## EXCERPT PROVIDED
************
Posted by: Kathy Temean | December 3, 2021

November Agent of the Month – Claire Anderson-Wheeler – First Page Results

November’s Agent of the Month

Claire Anderson-Wheeler at Regal Hoffmann & Associates

Claire Anderson-Wheeler started her career at the Christine Green Authors’ Agency in London in 2008, before crossing the pond to New York. She has been at Regal Hoffmann & Associates (RHA) since 2013. Claire has a Law degree from Trinity College, Dublin, and a Master’s in Creative Writing from the University of East Anglia, UK. Claire is Irish, was born in DC, and grew up in Dublin, Geneva, and Brussels.

She’s currently seeking MG and YA fiction, be it fantasy, historical, contemporary, or a mash-up – so long as it is challenging, emotionally sophisticated, and sincere. #OwnVoices manuscripts by BIPOC writers are particularly welcome.

Claire loves a story arc, no matter the genre. In terms of the fiction side, there is little she would reject out of hand, but there are certainly some genres she is less likely to go for. Example: Horror has never been her thing; nor has romance.
************
## DIRECTIVE
Print the agent profile word for word, from start to finish. Rely only on the agent profile above.
************
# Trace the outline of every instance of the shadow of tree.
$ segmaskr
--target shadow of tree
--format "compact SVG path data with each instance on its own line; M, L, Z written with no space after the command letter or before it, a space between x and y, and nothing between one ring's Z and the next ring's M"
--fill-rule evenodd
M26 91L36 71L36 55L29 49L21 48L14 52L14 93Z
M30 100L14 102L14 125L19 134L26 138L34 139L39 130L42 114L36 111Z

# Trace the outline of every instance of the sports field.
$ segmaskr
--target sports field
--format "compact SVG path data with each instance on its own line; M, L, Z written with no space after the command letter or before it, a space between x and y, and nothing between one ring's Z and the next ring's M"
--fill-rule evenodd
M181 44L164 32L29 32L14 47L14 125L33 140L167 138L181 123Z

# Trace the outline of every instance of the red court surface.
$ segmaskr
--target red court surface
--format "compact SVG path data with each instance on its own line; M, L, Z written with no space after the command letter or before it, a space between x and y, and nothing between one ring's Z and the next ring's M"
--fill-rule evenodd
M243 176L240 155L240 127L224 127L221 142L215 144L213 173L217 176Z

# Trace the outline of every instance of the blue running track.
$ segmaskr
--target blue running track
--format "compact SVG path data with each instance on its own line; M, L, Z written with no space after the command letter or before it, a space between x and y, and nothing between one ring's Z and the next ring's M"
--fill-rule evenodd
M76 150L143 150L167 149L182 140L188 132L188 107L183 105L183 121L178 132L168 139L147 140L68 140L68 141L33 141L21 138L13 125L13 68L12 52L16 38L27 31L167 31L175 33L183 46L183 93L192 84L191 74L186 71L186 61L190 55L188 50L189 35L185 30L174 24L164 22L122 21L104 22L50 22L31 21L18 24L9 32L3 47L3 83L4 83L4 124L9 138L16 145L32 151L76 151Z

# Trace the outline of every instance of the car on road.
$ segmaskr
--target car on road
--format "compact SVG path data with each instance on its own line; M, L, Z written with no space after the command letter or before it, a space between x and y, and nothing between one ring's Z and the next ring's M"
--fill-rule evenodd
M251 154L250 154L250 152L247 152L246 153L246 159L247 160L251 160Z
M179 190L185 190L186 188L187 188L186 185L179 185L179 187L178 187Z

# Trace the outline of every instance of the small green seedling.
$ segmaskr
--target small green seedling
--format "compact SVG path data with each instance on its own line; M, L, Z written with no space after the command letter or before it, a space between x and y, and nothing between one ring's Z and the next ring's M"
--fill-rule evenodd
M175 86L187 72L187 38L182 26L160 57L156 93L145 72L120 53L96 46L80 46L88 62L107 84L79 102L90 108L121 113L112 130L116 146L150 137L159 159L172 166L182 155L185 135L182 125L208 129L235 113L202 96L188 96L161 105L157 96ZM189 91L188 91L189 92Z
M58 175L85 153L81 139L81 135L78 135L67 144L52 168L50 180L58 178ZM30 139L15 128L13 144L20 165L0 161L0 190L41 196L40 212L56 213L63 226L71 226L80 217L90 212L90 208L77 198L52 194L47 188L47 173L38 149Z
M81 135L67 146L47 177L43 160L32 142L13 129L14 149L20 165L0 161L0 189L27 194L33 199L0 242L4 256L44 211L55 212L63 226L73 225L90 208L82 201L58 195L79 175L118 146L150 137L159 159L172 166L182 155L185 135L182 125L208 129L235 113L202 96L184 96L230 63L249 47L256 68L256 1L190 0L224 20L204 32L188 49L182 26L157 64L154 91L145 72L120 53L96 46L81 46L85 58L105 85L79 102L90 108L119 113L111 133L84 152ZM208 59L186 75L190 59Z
************
## THE RESULT
Posted by: Kathy Temean | December 3, 2021

November Agent of the Month – Claire Anderson-Wheeler – First Page Results

November’s Agent of the Month

Claire Anderson-Wheeler at Regal Hoffmann & Associates

Claire Anderson-Wheeler started her career at the Christine Green Authors’ Agency in London in 2008, before crossing the pond to New York. She has been at Regal Hoffmann & Associates (RHA) since 2013. Claire has a Law degree from Trinity College, Dublin, and a Master’s in Creative Writing from the University of East Anglia, UK. Claire is Irish, was born in DC, and grew up in Dublin, Geneva, and Brussels.

She’s currently seeking MG and YA fiction, be it fantasy, historical, contemporary, or a mash-up – so long as it is challenging, emotionally sophisticated, and sincere. #OwnVoices manuscripts by BIPOC writers are particularly welcome.

Claire loves a story arc, no matter the genre. In terms of the fiction side, there is little she would reject out of hand, but there are certainly some genres she is less likely to go for. Example: Horror has never been her thing; nor has romance.